─── Supplied data ───

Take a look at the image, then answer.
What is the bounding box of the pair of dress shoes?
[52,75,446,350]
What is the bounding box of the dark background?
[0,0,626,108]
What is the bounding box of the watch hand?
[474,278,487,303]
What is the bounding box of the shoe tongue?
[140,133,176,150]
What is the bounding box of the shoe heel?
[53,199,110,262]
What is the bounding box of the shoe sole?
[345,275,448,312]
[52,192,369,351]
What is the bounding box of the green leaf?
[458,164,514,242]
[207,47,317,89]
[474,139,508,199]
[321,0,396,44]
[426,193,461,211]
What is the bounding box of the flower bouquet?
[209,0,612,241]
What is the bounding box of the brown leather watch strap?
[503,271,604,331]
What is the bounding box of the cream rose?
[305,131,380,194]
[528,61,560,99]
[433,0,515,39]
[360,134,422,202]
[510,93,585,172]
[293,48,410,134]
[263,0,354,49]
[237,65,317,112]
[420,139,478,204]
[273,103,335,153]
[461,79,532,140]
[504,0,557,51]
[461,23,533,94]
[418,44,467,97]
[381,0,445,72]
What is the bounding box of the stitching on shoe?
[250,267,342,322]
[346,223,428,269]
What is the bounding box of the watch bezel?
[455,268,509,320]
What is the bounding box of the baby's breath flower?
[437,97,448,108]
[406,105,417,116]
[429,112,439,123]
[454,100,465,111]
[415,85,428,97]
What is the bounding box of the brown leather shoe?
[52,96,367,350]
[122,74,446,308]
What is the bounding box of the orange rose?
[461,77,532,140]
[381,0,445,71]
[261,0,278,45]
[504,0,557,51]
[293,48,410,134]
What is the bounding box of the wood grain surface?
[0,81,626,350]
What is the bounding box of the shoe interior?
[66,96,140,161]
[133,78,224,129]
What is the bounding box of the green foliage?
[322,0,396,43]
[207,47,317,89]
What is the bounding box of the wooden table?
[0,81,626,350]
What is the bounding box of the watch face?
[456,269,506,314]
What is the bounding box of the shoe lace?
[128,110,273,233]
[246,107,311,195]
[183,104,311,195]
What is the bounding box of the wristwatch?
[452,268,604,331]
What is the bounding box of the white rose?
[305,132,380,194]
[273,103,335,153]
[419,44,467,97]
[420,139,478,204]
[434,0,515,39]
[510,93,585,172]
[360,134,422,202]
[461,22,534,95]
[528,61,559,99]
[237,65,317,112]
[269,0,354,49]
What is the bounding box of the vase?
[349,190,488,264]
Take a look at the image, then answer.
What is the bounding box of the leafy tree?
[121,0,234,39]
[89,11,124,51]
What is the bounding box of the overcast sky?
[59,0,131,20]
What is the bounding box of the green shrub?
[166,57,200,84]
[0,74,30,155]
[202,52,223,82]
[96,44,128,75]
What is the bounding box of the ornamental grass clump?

───

* _Objective_:
Output an exact copy of the lines beginning at the one that holds "What is the bounding box of the green foliage?" and running through the final line of the records.

* _Solution to this exercise_:
What is the bounding box of the green foliage?
[322,0,396,43]
[207,47,317,89]
What is the bounding box of the wooden table?
[0,81,626,350]
What is the bounding box of the watch face?
[456,269,506,314]
What is the bounding box of the shoe lace?
[128,110,273,233]
[246,107,311,195]
[183,104,311,195]
What is the bounding box of the wristwatch?
[452,268,604,331]
What is the bounding box of the white rose?
[305,132,380,194]
[273,103,335,153]
[419,44,467,97]
[420,139,478,204]
[434,0,515,39]
[510,93,585,172]
[360,134,422,202]
[461,22,534,95]
[528,61,559,99]
[237,65,317,112]
[269,0,354,49]
What is the bounding box of the vase?
[349,190,488,264]
Take a look at the image, then answer.
What is the bounding box of the leafy tree?
[121,0,234,39]
[89,11,124,51]
What is the bounding box of the overcast sky?
[59,0,131,20]
What is the bounding box of the green shrub?
[166,57,200,84]
[0,74,30,155]
[202,52,223,82]
[96,44,128,75]
What is the bounding box of the ornamental grass clump?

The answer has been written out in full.